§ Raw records
######
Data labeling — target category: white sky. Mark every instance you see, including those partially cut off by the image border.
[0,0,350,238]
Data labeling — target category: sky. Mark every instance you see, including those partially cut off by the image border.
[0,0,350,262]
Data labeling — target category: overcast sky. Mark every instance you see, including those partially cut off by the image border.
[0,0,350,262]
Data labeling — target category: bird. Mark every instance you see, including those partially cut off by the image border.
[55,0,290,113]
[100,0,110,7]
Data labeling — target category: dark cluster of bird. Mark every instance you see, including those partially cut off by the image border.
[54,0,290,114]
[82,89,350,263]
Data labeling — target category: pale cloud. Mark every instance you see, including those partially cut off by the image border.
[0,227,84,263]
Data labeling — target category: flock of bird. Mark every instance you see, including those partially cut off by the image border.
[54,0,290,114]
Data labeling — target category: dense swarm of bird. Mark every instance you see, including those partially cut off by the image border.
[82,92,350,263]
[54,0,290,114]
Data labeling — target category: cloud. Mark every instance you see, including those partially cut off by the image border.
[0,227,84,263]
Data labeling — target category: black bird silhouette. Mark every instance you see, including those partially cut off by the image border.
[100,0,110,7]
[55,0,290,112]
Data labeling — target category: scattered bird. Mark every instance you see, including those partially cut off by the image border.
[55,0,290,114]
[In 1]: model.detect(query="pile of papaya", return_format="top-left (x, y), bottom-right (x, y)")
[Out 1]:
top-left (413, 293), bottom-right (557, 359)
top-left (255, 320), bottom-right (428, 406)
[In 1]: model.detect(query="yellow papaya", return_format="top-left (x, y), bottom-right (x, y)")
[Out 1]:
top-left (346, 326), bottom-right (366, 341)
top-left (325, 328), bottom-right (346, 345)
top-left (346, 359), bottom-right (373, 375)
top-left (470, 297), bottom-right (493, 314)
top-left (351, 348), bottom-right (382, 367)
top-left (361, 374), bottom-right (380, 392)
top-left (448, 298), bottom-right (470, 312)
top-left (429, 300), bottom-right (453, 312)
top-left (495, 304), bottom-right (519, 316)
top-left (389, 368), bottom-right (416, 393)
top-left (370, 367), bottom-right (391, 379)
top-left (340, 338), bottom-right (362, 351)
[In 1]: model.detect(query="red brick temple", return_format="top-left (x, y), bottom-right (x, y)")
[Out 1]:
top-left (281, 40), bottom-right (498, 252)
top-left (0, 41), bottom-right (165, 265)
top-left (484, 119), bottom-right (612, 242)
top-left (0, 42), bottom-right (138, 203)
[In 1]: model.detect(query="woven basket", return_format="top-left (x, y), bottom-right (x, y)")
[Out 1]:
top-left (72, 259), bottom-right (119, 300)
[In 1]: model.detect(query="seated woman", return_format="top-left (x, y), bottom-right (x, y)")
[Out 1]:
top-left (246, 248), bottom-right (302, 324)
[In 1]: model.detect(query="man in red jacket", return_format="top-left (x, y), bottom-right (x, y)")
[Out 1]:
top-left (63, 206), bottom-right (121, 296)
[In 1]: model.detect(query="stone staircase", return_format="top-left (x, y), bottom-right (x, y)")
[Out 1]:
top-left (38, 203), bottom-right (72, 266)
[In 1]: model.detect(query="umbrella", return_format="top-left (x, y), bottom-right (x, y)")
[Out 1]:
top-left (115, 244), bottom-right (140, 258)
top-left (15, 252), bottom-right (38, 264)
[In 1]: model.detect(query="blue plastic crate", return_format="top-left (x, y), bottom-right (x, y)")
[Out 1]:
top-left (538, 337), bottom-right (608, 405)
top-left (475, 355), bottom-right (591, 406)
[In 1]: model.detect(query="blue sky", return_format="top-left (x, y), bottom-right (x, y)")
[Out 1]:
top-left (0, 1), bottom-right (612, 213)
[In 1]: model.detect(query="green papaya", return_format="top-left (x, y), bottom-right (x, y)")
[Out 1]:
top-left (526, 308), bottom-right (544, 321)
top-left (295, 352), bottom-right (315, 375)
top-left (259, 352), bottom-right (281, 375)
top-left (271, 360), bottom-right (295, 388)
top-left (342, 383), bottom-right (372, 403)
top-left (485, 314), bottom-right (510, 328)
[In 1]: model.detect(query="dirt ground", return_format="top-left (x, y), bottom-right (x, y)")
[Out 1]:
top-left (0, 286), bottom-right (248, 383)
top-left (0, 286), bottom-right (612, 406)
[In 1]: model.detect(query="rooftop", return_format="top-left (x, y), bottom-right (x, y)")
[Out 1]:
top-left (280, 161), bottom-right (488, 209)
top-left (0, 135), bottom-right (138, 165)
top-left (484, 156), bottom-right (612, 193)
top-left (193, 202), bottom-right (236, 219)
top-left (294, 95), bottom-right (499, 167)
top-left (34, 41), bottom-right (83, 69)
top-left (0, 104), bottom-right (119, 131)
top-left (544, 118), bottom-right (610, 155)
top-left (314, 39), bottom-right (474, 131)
######
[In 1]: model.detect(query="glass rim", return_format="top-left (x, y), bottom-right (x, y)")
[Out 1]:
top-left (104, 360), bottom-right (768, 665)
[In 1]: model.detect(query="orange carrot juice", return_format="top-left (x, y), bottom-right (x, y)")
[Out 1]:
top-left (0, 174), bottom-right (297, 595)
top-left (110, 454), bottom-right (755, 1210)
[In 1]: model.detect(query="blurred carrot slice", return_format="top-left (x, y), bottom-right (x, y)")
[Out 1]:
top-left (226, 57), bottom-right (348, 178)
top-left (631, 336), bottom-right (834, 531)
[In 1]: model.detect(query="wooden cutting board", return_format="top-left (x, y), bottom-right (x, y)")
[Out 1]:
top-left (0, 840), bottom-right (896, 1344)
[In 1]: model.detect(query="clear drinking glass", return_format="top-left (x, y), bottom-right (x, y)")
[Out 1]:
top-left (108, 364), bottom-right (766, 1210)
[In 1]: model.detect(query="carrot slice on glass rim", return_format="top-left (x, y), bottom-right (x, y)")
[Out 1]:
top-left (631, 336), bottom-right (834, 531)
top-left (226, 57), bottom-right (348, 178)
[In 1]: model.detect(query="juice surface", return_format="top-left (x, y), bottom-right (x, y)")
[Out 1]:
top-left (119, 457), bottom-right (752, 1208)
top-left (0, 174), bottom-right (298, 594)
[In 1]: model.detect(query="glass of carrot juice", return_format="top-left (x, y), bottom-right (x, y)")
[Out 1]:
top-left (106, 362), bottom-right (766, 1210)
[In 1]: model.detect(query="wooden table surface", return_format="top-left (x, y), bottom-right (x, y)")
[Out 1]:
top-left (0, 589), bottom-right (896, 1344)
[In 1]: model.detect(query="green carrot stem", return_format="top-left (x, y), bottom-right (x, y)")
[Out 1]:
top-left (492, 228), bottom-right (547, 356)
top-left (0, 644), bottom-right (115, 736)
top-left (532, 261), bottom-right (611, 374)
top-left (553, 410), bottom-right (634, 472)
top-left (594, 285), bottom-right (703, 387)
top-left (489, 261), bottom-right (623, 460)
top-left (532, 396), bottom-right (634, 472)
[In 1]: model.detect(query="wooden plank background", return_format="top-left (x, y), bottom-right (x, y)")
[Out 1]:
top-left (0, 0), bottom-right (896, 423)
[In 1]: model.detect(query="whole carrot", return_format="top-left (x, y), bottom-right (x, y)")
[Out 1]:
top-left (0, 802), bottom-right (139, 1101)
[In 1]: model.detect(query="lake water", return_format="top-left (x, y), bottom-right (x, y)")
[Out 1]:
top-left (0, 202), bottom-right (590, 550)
######
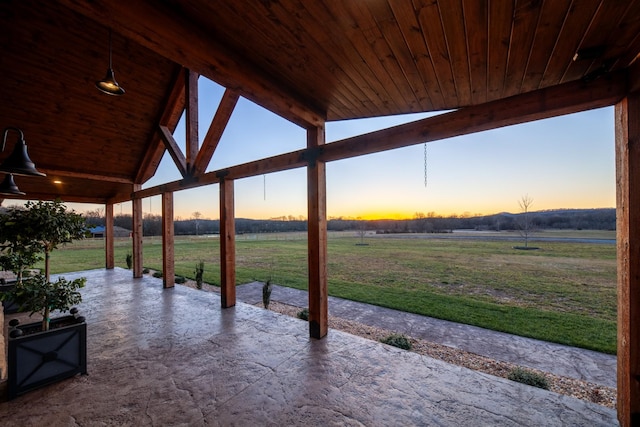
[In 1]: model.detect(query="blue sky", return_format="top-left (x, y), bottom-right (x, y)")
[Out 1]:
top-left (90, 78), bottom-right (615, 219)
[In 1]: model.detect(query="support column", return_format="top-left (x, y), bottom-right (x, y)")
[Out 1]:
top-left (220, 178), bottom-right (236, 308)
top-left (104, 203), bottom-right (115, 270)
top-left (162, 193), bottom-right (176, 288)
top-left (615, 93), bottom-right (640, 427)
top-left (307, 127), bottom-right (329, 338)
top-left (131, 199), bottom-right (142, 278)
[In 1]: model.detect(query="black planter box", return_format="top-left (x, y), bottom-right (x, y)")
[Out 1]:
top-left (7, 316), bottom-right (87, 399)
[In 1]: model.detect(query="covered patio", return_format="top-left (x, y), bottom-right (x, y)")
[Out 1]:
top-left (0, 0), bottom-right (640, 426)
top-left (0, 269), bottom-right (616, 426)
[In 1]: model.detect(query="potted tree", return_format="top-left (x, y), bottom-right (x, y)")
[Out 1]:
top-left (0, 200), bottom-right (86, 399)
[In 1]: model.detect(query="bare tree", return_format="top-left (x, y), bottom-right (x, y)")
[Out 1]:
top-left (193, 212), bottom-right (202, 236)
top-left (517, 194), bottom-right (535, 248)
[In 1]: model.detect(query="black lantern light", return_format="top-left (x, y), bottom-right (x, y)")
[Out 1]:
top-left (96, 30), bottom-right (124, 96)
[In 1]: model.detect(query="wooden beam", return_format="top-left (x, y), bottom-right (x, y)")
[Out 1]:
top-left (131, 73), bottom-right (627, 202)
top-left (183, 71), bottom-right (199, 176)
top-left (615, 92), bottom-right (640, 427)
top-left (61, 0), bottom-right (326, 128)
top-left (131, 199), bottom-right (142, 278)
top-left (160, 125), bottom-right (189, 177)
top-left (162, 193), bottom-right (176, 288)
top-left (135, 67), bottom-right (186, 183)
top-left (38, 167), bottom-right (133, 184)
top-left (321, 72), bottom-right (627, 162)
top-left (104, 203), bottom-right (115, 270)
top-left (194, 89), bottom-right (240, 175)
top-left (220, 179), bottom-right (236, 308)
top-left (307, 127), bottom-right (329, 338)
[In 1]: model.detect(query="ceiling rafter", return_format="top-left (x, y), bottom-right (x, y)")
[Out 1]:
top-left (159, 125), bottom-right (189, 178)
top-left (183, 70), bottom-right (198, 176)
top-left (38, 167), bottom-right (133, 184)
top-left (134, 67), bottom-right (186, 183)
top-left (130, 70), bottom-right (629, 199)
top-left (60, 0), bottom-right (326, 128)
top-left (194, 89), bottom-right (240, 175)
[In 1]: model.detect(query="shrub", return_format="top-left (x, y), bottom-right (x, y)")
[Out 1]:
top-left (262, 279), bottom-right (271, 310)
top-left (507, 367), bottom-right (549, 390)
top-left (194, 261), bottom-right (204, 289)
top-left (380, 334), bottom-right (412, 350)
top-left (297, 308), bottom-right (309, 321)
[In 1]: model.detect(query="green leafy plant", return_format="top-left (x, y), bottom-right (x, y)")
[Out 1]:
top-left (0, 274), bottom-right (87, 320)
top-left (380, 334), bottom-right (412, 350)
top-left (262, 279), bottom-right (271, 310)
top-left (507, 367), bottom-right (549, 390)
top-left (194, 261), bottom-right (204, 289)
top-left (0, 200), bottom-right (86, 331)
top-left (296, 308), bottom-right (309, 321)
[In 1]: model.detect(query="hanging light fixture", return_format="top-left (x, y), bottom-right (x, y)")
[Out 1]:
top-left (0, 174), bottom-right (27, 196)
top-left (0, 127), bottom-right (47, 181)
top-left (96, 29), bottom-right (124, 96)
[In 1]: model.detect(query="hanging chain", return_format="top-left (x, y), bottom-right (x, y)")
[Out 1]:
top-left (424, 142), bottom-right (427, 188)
######
§ WORK TO COMPLETE
Return, with no changes, the lines of the material that start at the line containing "Data labeling — target category: white" and go through the line containing "[82,89,350,263]".

§ COMPLETE RESPONSE
Data labeling — target category: white sky. Mark every instance you see, including those partially cut off by the image border.
[0,0,350,238]
Data labeling — target category: sky. Mark every instance you see, including those partially cut off by the image border.
[0,0,350,262]
Data labeling — target category: overcast sky. Mark every instance you see, including those partially cut off by the image border.
[0,0,350,262]
Data labeling — target category: bird. Mark every instance you see, including those partially cut off by the image border.
[55,0,290,113]
[100,0,110,7]
Data labeling — target category: dark cluster of bird. Mark every instance you see, including those partially cut off by the image border.
[54,0,290,114]
[82,89,350,263]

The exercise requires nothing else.